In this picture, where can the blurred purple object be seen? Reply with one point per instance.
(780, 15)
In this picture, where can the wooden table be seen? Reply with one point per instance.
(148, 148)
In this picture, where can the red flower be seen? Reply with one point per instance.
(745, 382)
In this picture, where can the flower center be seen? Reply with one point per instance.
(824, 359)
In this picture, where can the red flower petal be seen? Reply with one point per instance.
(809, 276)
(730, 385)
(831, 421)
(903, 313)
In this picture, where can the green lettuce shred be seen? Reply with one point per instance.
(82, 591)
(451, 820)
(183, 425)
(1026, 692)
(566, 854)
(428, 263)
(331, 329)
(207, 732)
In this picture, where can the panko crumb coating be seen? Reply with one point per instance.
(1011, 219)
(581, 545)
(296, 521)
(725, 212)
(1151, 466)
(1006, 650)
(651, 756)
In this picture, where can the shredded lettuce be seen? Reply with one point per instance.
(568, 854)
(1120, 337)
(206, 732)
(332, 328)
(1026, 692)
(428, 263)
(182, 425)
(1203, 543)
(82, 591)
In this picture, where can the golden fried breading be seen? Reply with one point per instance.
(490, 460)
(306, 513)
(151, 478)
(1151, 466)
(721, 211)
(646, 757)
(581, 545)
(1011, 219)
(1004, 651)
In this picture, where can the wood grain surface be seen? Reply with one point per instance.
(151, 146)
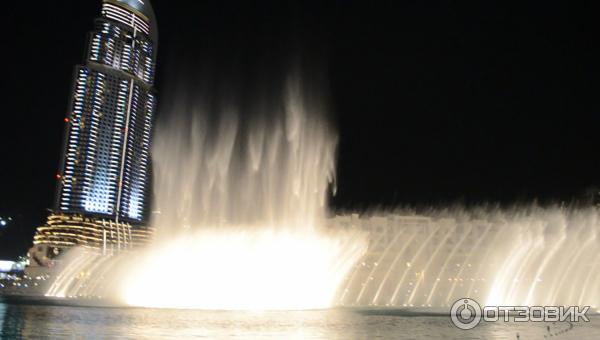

GOAL OF THE EXERCISE -
Rescale the material above by writing out all its lines again, requests included, with every point coordinate in the answers multiplied by 0.8 and rounded to a whole number, halves rounding up. Leave the picture out of your answer.

RESPONSE TO THE EXERCISE -
In this picture, where can the blurred purple object be seen? Reply with one point per instance.
(624, 12)
In this picture, where can the wooden table be seen? Reply with one point per instance.
(118, 118)
In this picture, where can the red flower be seen? Reply with one point per instance.
(596, 306)
In this picture, where can the flower center be seen? Reply with one point per instance.
(659, 287)
In this picture, where can the red flower petal be seen? Reply with one point per instance.
(647, 221)
(584, 308)
(665, 337)
(722, 250)
In this picture, where can the green lettuce shred be seen? Reply with one point per instance.
(66, 473)
(361, 656)
(146, 340)
(821, 554)
(453, 683)
(342, 210)
(265, 263)
(166, 586)
In this picture, where can the panko crumb coating be seen? Reply with one point per instance.
(809, 175)
(465, 436)
(237, 417)
(580, 170)
(921, 373)
(805, 520)
(521, 605)
In this picture, where can the shredded lettuce be seen? Reply with one point per instance.
(454, 683)
(896, 270)
(165, 586)
(266, 262)
(821, 554)
(342, 210)
(146, 340)
(962, 434)
(66, 473)
In this picture, where can the golden fried breading be seen? Reply with one point per instance.
(392, 368)
(245, 410)
(121, 382)
(921, 373)
(577, 169)
(517, 606)
(465, 436)
(809, 175)
(803, 521)
In this picture, where can the wood grain surface be seen? Reply with one point per instance.
(121, 117)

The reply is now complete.